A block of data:
○ ○ ○ ○ ○
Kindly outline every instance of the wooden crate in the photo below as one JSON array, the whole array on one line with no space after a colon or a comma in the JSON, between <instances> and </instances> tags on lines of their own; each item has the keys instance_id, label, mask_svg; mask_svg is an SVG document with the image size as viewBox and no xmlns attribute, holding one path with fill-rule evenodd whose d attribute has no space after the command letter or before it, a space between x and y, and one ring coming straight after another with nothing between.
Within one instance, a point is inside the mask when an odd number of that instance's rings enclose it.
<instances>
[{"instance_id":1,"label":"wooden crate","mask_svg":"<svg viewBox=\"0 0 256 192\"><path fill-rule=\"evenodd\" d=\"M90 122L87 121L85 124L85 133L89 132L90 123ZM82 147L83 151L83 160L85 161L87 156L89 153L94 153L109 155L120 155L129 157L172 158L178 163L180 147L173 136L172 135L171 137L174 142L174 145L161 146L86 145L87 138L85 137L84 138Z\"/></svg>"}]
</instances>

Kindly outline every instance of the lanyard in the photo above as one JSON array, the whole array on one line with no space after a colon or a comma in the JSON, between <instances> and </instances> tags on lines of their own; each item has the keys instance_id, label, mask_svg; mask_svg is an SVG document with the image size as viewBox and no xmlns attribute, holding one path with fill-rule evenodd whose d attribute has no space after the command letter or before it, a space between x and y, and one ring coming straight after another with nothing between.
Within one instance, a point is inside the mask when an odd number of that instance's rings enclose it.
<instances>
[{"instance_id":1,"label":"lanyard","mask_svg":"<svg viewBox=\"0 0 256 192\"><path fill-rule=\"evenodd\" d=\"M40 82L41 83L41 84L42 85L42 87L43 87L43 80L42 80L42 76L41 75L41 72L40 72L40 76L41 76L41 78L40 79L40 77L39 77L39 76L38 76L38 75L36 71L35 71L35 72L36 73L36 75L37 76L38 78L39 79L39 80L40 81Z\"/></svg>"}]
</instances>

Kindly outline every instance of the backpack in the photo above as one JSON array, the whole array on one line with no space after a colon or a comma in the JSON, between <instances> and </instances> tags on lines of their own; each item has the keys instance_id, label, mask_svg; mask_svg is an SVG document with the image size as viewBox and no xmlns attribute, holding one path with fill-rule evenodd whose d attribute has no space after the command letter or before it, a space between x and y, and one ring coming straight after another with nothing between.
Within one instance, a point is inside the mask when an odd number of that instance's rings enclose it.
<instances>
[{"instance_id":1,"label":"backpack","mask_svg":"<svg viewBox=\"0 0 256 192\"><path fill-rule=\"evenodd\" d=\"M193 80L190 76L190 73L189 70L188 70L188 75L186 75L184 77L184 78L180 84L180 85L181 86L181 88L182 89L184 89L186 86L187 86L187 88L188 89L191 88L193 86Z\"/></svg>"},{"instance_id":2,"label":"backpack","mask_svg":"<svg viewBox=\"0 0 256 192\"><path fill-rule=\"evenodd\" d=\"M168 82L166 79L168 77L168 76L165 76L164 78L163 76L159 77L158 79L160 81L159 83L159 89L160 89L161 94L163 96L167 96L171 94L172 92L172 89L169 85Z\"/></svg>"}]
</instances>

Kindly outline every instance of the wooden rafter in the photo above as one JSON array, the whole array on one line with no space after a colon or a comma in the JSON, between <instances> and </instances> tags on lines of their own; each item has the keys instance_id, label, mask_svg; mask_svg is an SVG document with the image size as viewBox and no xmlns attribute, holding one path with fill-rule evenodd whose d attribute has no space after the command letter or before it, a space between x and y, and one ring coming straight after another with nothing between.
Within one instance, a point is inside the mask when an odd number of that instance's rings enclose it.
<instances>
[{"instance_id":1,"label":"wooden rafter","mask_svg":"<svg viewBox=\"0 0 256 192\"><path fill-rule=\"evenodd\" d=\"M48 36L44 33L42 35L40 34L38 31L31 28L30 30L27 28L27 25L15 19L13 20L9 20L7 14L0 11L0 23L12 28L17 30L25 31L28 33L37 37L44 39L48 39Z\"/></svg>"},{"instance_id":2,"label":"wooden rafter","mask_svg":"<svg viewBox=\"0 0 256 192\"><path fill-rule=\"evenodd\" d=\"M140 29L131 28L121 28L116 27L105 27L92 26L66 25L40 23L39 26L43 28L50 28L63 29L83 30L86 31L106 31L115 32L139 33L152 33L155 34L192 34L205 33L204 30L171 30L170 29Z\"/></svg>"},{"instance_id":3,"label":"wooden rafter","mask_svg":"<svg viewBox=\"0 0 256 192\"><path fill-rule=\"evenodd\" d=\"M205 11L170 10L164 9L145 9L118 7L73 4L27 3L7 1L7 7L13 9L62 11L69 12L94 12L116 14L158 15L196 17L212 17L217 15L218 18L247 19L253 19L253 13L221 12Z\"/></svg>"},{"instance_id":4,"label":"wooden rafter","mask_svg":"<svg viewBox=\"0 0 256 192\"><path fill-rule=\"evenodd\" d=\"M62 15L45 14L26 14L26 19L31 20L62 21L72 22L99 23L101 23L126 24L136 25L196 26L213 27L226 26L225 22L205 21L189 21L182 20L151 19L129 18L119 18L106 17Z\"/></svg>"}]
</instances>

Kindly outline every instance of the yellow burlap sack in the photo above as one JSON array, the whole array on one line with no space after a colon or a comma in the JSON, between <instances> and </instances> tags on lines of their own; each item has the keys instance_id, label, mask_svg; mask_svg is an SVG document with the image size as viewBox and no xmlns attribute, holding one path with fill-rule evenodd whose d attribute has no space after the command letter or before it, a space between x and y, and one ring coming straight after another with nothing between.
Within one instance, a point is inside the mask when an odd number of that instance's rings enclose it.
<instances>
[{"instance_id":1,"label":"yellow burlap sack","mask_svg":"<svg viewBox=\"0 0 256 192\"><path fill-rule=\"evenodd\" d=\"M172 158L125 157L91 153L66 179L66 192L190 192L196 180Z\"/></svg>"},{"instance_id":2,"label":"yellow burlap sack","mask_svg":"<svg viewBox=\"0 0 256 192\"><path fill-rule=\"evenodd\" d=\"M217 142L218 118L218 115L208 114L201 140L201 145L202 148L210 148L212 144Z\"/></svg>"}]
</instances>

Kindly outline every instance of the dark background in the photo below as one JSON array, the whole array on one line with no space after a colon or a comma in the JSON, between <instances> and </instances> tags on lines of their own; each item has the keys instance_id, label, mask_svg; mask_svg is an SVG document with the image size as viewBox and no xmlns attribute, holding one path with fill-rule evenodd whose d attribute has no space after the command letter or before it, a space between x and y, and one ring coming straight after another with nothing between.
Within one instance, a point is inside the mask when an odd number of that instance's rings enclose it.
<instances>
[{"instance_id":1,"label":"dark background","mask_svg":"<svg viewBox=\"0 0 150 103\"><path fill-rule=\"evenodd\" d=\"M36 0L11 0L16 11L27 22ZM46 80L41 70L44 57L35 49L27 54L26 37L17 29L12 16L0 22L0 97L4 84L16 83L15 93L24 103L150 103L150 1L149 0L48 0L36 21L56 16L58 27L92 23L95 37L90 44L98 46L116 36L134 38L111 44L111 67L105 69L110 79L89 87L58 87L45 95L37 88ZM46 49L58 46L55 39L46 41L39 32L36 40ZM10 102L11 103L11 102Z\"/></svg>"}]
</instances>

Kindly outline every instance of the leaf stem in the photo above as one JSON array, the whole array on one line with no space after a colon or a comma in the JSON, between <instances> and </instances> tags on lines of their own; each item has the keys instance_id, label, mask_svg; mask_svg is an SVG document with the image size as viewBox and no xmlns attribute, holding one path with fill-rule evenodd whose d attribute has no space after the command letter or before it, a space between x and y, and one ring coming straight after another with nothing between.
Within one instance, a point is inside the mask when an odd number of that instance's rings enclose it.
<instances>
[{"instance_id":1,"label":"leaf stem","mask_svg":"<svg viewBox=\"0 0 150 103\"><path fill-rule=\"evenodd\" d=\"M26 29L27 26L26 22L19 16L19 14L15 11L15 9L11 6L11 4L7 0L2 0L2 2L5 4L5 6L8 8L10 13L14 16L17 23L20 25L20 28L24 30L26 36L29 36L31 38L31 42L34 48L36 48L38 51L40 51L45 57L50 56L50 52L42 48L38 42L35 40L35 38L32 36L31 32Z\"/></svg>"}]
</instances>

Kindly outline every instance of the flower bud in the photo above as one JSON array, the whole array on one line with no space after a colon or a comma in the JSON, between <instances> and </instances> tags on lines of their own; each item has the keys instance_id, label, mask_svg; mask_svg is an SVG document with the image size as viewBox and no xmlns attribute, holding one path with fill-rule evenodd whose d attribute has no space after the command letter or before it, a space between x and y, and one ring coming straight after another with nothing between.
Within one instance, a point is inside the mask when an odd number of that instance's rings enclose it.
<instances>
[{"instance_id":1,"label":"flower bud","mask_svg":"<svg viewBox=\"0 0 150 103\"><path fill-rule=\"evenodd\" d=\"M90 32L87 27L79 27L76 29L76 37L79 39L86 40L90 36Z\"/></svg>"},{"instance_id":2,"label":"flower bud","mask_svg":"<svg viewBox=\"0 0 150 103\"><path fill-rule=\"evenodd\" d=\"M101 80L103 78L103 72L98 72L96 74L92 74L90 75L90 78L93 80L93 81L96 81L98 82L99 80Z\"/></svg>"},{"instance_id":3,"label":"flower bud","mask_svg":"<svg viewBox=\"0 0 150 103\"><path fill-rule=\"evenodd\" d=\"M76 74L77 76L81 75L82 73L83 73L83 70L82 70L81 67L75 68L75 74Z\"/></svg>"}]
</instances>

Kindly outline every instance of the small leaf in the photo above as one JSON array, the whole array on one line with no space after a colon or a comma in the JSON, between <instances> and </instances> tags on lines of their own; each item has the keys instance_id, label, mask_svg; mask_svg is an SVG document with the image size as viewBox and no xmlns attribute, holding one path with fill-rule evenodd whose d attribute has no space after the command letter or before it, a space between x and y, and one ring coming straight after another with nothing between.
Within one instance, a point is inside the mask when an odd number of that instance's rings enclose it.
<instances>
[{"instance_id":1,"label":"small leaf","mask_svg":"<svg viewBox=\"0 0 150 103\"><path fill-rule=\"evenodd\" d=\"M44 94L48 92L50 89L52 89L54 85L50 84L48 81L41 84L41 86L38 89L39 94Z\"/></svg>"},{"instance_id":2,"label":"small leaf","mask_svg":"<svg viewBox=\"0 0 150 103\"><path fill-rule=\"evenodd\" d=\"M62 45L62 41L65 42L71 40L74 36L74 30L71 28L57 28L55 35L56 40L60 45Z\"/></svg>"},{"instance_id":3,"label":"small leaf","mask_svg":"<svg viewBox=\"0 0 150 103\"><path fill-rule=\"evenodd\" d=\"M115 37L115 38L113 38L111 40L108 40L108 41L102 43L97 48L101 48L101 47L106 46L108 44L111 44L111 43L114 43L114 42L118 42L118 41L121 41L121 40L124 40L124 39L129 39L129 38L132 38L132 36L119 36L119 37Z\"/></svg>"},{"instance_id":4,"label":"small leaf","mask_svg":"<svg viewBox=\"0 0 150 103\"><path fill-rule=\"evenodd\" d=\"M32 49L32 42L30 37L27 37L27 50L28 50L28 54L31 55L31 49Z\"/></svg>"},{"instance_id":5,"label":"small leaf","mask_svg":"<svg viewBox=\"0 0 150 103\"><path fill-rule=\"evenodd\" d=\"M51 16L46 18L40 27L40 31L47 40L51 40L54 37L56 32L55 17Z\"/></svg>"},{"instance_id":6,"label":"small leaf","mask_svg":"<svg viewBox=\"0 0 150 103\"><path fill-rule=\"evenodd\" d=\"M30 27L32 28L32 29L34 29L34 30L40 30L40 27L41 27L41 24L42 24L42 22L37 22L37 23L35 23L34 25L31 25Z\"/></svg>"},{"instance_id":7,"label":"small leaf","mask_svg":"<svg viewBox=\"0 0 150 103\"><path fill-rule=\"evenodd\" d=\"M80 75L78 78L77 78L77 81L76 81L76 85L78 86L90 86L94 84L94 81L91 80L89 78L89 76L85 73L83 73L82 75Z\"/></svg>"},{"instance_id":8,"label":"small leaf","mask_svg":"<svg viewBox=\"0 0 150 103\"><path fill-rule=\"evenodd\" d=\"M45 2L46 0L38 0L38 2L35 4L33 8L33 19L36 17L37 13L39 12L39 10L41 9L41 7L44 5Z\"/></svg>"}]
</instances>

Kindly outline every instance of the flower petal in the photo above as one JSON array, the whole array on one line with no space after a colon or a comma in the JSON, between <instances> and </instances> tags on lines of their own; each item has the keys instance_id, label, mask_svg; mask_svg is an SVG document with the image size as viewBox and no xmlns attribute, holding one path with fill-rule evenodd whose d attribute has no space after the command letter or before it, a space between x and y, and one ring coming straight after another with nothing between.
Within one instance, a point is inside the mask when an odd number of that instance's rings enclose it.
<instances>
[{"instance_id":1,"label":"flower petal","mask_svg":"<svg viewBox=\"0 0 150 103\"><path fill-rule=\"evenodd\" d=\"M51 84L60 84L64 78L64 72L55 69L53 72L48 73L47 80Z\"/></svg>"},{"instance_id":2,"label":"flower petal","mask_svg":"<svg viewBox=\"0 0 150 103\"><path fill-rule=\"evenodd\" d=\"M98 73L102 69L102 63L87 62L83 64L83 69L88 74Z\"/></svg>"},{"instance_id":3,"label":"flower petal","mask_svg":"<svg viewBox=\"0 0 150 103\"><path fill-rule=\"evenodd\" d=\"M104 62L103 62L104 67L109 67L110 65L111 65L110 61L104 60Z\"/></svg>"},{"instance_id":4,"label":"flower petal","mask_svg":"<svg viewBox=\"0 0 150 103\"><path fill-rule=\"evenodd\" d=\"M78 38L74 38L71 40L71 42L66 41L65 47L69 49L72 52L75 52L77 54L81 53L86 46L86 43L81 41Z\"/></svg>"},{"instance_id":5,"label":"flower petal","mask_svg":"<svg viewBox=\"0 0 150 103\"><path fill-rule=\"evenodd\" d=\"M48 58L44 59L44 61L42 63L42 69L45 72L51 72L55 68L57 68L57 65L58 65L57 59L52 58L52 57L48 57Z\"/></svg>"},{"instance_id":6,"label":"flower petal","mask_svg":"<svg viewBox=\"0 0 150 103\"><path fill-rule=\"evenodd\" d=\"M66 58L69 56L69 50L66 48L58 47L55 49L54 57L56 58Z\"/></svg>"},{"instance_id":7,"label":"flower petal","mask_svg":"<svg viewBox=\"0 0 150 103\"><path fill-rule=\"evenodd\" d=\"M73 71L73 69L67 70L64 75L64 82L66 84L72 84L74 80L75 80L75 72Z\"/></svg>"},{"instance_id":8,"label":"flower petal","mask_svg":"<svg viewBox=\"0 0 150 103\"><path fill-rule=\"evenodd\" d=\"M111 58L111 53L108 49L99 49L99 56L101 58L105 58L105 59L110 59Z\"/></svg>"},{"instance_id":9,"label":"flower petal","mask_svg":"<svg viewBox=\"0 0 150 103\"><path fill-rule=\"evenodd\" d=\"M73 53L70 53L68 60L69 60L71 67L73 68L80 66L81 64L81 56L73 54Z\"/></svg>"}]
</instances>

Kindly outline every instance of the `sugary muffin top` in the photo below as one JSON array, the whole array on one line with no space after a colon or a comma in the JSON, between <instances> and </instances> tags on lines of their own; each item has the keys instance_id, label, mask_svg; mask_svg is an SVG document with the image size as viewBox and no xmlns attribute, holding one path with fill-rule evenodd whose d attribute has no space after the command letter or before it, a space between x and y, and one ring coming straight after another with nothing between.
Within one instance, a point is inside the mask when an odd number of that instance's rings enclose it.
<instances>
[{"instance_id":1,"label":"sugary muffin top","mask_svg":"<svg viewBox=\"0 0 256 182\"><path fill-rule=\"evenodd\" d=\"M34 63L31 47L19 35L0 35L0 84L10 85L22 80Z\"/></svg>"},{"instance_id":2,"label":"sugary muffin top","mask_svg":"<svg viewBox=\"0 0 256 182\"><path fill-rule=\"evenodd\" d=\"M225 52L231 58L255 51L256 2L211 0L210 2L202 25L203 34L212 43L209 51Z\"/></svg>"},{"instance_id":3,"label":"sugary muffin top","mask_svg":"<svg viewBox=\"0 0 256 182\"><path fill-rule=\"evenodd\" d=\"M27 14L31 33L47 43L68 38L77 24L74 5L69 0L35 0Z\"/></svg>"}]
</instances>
○ ○ ○ ○ ○
Task goal: Quote the lines between the line containing "Kindly outline every instance of the flower petal" and the line containing "84L60 84L64 78L64", inclusive, reproducing them character for character.

Exercise answer:
Kindly outline every instance of the flower petal in the photo above as one JSON array, the whole array on one line with no space after a colon or a comma in the JSON, between <instances> and </instances> tags on lines of their own; each item has the keys instance_id, label, mask_svg; mask_svg is an SVG document with the image size as viewBox and no xmlns attribute, holding one path with fill-rule evenodd whose d attribute has no space after the command letter or before it, a space between x and y, and one ring coming straight after another with nothing between.
Within one instance, a point is inside the mask when an odd number of that instance's rings enclose it.
<instances>
[{"instance_id":1,"label":"flower petal","mask_svg":"<svg viewBox=\"0 0 150 103\"><path fill-rule=\"evenodd\" d=\"M51 84L60 84L64 78L64 72L55 69L53 72L48 73L47 80Z\"/></svg>"},{"instance_id":2,"label":"flower petal","mask_svg":"<svg viewBox=\"0 0 150 103\"><path fill-rule=\"evenodd\" d=\"M98 73L102 69L102 63L87 62L83 64L83 69L88 74Z\"/></svg>"},{"instance_id":3,"label":"flower petal","mask_svg":"<svg viewBox=\"0 0 150 103\"><path fill-rule=\"evenodd\" d=\"M104 62L103 62L104 67L109 67L110 65L111 65L110 61L104 60Z\"/></svg>"},{"instance_id":4,"label":"flower petal","mask_svg":"<svg viewBox=\"0 0 150 103\"><path fill-rule=\"evenodd\" d=\"M78 38L74 38L71 40L71 42L66 41L65 47L69 49L72 52L75 52L77 54L81 53L86 46L86 43L81 41Z\"/></svg>"},{"instance_id":5,"label":"flower petal","mask_svg":"<svg viewBox=\"0 0 150 103\"><path fill-rule=\"evenodd\" d=\"M48 58L44 59L44 61L42 63L42 69L45 72L51 72L55 68L57 68L57 65L58 65L57 59L52 58L52 57L48 57Z\"/></svg>"},{"instance_id":6,"label":"flower petal","mask_svg":"<svg viewBox=\"0 0 150 103\"><path fill-rule=\"evenodd\" d=\"M66 58L69 56L69 50L66 48L58 47L55 49L54 57L56 58Z\"/></svg>"},{"instance_id":7,"label":"flower petal","mask_svg":"<svg viewBox=\"0 0 150 103\"><path fill-rule=\"evenodd\" d=\"M73 71L73 69L67 70L64 75L64 82L66 84L72 84L74 80L75 80L75 72Z\"/></svg>"},{"instance_id":8,"label":"flower petal","mask_svg":"<svg viewBox=\"0 0 150 103\"><path fill-rule=\"evenodd\" d=\"M111 58L111 53L108 49L99 49L99 56L101 58L105 58L105 59L110 59Z\"/></svg>"},{"instance_id":9,"label":"flower petal","mask_svg":"<svg viewBox=\"0 0 150 103\"><path fill-rule=\"evenodd\" d=\"M73 53L70 53L68 60L69 60L71 67L73 68L80 66L81 64L81 56L73 54Z\"/></svg>"}]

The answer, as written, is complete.